THE PROBLEM: Carry the recipe for braised soybeans with shiitake mushrooms and spinach further, picking up right after its last sentence about simmering the beans.

SOURCE:
# Braised Soy Beans With Shiitake Mushrooms and Spinach



## Filus59602 (Oct 23, 2002)

Braised Soy Beans With Shiitake Mushrooms and Spinach 

 From ``The Bean Book'' (The Lyons Press, $22.95) 

1 1/2 cups soybeans, soaked overnight, drained and rinsed 

1/3 cup extra-virgin olive oil 

1 garlic clove, chopped 

1 teaspoon grated fresh ginger 

2 red chilies, seeded and chopped 

1 cup shiitake mushrooms, sliced (see note below) 

4 ripe tomatoes, skinned, seeded and chopped 

1/4 cup dark soy sauce 

1/4 cup dry sherry 

2 cups spinach leaves, washed and shredded 

Place beans in a saucepan with plenty of cold water. Bring to a boil and boil rapidly for 10 minutes, then reducethe heat, cover, and simmer 1 hour or until beans are tender.

RECORD EXCERPTS:
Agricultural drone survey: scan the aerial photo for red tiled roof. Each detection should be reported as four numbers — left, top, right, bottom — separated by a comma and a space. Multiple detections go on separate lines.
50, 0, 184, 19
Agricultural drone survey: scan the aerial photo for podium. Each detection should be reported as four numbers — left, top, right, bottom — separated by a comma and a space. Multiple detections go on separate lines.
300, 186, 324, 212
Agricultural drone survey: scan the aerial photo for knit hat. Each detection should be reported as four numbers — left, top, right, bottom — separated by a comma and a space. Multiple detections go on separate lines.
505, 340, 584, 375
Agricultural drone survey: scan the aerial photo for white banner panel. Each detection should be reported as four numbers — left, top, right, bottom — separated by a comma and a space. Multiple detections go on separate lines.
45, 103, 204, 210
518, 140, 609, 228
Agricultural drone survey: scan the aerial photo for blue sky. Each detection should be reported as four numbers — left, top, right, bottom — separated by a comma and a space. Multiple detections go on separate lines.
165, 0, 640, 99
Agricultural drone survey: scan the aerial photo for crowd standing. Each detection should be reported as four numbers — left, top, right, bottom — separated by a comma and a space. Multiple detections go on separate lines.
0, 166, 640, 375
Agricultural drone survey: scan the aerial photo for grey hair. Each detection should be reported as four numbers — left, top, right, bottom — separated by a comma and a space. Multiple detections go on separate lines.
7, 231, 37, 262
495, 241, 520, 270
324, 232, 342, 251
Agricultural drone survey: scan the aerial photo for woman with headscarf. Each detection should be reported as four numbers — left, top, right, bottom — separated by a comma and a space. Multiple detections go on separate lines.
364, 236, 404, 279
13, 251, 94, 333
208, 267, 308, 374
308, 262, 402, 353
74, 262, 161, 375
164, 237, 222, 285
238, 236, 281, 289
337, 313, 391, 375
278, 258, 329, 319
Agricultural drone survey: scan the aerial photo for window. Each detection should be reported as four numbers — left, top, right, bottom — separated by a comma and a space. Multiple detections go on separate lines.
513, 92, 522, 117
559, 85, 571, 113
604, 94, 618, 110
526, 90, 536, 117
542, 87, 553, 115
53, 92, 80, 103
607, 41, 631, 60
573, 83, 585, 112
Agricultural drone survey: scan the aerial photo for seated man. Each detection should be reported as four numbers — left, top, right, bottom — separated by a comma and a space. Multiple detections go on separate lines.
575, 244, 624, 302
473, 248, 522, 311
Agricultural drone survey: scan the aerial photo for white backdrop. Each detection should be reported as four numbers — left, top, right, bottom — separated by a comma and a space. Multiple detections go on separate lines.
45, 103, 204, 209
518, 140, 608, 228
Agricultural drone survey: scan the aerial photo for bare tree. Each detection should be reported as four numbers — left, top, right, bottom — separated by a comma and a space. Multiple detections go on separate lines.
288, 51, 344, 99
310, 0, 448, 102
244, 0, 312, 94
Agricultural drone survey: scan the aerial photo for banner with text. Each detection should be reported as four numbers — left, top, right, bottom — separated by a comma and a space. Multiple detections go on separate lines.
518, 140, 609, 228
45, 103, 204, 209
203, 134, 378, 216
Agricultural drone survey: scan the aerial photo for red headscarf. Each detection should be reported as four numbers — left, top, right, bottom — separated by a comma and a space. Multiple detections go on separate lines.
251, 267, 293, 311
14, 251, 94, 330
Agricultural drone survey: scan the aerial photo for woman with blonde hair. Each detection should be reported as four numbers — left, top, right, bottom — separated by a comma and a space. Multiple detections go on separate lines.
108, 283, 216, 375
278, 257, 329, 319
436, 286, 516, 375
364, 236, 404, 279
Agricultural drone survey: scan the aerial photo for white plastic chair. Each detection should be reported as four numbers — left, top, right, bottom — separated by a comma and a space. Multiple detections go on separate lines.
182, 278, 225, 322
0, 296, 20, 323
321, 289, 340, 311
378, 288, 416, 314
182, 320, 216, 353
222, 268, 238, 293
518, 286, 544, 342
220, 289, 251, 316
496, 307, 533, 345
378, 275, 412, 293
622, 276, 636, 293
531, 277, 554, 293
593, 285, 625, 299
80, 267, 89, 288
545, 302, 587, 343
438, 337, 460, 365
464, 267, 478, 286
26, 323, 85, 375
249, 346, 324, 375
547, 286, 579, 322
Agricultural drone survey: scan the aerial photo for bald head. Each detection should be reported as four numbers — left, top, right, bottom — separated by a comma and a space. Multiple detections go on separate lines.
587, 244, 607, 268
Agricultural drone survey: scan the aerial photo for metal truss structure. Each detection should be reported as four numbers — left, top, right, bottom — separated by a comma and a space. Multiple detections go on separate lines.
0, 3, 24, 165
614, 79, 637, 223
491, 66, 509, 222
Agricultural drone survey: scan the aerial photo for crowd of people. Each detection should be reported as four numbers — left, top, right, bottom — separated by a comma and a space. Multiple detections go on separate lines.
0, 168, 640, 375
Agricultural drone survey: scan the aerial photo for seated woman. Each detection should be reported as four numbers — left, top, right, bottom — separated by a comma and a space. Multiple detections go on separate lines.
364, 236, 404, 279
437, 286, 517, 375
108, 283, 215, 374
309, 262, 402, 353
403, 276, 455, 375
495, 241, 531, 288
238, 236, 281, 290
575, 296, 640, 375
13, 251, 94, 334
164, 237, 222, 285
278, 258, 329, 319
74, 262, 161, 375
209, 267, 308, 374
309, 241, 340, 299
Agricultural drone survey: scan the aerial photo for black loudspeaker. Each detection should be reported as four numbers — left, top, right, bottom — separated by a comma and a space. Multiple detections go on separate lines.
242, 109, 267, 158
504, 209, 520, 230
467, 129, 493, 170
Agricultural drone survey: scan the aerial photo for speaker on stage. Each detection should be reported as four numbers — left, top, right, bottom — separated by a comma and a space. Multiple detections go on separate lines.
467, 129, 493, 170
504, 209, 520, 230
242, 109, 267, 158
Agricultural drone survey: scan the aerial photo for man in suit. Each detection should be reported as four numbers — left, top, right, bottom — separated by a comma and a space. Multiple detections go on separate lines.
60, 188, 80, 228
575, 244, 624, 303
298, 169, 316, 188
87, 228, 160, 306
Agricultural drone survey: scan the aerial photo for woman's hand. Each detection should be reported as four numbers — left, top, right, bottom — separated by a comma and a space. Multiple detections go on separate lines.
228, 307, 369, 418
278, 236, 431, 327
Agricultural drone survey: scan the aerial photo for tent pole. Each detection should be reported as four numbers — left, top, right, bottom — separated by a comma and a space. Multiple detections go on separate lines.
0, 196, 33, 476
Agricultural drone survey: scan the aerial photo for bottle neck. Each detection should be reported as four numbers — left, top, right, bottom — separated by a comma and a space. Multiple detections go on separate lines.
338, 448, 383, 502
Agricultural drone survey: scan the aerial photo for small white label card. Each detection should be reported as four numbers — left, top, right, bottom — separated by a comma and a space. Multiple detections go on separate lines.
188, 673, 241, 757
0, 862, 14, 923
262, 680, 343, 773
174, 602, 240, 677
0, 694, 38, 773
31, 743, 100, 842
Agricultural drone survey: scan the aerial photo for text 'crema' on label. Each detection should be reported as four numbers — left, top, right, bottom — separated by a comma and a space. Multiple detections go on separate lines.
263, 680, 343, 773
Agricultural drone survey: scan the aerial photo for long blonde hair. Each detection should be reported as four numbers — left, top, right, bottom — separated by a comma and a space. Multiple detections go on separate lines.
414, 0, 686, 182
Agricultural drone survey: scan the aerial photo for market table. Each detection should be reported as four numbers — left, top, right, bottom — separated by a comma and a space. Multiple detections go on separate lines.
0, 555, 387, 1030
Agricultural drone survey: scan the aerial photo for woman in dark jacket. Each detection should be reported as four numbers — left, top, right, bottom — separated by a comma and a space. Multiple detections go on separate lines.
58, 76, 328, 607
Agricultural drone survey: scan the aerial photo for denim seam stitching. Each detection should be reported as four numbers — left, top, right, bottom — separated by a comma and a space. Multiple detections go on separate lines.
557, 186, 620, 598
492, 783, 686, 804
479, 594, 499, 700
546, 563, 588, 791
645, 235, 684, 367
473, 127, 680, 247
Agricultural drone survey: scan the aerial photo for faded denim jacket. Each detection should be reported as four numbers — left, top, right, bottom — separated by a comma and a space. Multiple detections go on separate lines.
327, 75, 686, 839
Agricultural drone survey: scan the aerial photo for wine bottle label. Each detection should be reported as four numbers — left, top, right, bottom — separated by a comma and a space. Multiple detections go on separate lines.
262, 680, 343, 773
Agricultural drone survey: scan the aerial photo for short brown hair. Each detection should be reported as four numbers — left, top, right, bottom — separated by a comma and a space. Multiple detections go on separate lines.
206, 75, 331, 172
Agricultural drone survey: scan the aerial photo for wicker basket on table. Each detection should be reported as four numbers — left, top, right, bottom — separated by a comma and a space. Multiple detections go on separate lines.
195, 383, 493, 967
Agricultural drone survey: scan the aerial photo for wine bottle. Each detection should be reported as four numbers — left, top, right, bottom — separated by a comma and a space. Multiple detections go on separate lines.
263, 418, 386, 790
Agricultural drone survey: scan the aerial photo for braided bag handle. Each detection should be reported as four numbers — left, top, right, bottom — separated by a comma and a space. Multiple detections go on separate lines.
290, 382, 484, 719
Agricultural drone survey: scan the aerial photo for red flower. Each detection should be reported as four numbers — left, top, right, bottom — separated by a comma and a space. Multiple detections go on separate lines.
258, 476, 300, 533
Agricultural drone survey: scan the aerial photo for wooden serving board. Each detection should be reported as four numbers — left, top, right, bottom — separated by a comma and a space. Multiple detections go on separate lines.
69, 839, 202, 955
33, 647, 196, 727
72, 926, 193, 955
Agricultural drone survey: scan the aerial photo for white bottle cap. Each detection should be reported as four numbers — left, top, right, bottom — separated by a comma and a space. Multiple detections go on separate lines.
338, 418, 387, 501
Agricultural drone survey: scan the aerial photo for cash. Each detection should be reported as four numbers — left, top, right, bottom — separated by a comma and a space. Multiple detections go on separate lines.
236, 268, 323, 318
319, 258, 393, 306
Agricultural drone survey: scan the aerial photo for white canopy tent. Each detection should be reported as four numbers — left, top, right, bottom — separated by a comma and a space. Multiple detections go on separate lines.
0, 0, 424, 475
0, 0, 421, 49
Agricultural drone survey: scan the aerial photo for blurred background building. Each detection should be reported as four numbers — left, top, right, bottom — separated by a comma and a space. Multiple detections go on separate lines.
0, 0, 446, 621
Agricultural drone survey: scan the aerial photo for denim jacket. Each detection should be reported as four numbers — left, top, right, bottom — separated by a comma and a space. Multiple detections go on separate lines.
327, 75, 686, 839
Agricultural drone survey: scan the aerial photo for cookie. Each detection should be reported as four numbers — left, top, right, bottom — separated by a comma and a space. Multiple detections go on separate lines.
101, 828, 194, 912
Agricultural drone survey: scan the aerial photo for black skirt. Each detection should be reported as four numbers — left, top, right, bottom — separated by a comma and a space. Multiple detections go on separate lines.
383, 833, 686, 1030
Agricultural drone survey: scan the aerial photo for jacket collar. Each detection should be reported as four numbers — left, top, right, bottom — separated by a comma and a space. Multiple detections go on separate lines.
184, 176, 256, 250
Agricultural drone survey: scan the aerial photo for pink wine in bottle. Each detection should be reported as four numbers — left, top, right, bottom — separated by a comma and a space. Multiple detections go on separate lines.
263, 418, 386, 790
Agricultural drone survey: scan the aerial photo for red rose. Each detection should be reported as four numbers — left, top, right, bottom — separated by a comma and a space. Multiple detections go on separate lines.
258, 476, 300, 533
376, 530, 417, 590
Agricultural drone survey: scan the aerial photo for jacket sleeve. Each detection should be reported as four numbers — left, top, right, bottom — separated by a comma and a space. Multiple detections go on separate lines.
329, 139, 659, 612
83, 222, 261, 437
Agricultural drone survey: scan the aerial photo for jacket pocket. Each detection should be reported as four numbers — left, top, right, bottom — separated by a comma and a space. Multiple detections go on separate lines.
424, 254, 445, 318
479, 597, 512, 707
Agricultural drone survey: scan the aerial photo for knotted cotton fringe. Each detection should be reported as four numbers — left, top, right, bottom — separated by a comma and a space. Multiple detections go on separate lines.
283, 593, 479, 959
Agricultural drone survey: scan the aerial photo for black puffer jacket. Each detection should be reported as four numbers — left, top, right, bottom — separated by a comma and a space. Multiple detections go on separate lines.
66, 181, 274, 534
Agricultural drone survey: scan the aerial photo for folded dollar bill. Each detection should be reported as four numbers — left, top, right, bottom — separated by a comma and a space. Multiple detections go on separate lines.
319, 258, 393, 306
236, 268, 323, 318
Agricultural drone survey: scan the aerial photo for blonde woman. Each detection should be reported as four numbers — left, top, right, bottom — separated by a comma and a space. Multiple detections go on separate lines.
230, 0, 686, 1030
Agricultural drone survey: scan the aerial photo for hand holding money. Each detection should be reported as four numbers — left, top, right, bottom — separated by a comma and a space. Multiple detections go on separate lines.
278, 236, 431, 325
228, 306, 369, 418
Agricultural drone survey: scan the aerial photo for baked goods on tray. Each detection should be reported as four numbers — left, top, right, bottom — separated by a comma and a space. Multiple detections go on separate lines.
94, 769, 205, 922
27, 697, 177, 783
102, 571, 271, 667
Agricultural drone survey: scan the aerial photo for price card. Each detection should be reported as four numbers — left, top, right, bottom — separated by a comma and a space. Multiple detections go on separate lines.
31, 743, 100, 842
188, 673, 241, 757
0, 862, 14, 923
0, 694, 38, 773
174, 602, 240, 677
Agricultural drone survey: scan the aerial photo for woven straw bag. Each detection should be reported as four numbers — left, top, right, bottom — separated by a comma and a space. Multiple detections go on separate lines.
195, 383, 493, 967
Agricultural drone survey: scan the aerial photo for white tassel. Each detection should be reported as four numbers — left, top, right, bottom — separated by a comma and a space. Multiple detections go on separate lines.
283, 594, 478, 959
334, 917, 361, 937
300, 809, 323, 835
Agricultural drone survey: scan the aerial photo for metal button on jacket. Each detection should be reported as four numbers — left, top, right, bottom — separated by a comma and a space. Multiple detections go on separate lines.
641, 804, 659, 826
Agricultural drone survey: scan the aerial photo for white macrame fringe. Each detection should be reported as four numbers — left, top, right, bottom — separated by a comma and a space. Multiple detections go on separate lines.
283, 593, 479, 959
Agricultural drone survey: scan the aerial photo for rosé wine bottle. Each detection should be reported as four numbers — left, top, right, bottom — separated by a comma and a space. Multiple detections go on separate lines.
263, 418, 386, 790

TASK RESPONSE:
Drain, reserving 2/3 cup cooking liquid. 

Heat oil in a large frying pan. Add garlic, ginger and chilies; fry 3 minutes. Add mushrooms and fry another 5 minutes or until tender. Add tomatoes, beans, reserved liquid, soy sauce and sherry; bring to boil. Cover and simmer 15minutes. Stir in spinach and heat through 2 to 3 minutes until spinach has wilted. Serve at once. Makes 4 servings.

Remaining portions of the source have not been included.